> [THE RECORDS]
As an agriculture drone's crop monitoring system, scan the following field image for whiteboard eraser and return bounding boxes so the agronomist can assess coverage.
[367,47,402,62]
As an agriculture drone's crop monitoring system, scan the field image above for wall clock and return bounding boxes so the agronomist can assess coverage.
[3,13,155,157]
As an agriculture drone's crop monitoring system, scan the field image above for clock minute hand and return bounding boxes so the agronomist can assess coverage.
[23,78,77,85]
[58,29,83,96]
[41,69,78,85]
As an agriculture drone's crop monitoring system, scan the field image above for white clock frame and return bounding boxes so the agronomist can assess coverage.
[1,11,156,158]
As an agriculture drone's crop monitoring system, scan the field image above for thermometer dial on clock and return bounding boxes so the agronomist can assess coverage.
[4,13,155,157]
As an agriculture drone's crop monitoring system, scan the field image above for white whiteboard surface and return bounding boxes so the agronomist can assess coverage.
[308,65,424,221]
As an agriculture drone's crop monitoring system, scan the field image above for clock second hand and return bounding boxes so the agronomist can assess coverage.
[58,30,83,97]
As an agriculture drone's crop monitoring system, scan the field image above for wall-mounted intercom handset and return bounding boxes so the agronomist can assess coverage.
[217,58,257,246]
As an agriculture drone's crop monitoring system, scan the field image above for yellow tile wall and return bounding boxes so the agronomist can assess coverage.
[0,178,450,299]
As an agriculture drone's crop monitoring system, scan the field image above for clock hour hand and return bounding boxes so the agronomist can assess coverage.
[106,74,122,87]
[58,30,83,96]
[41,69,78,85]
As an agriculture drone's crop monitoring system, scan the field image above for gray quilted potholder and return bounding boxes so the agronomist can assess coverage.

> [TASK STATEMENT] Copy each item above word for word, changing nothing.

> [FINISHED EXERCISE]
As an agriculture drone's crop monitoring system, scan the following field image for whiteboard eraser and return bounding boxes so the agronomist can assess coverage.
[367,47,402,62]
As an agriculture drone's crop monitoring system, scan the field image above for wall clock and return bounding boxes so the agronomist can assess coverage.
[3,13,155,157]
As an agriculture drone's crop monitoring system, scan the field image above for clock minute hand and return bounding boxes so the agronomist can assess coverage.
[23,78,77,85]
[58,29,83,96]
[41,69,78,85]
As an agriculture drone's crop monitoring system, scan the field image above for white clock frame and return bounding boxes so the agronomist can assess coverage.
[1,11,156,158]
As an agriculture drone's crop monitoring system, scan the field image above for thermometer dial on clock and return bounding boxes so the agronomist can assess coverage.
[4,13,155,157]
As an agriculture drone's crop monitoring system, scan the field image above for white whiteboard surface and return bounding boxes so the agronomist can assess coverage.
[308,65,424,221]
As an agriculture drone's crop monitoring system, scan the field image above for clock second hand and return bounding boxes so the agronomist can assess coverage.
[58,30,83,97]
As an agriculture drone's crop monitoring system, scan the field image above for wall-mounted intercom handset and return bounding boxes so the agronomist can assess coverage.
[217,58,257,246]
As an agriculture drone's crop monitoring system, scan the field image above for yellow tile wall and return bounding boxes so the agronomist can assess coverage.
[0,178,450,299]
As an agriculture drone's crop monitoring system, scan the field image above for clock hour hand and return bounding boxes so the agronomist can assess coverage.
[106,74,122,87]
[58,30,83,96]
[41,69,78,85]
As an agriculture drone's crop monitoring system, scan the field image above for gray quilted potholder and return bounding boxes so the agronomist can assess coverage.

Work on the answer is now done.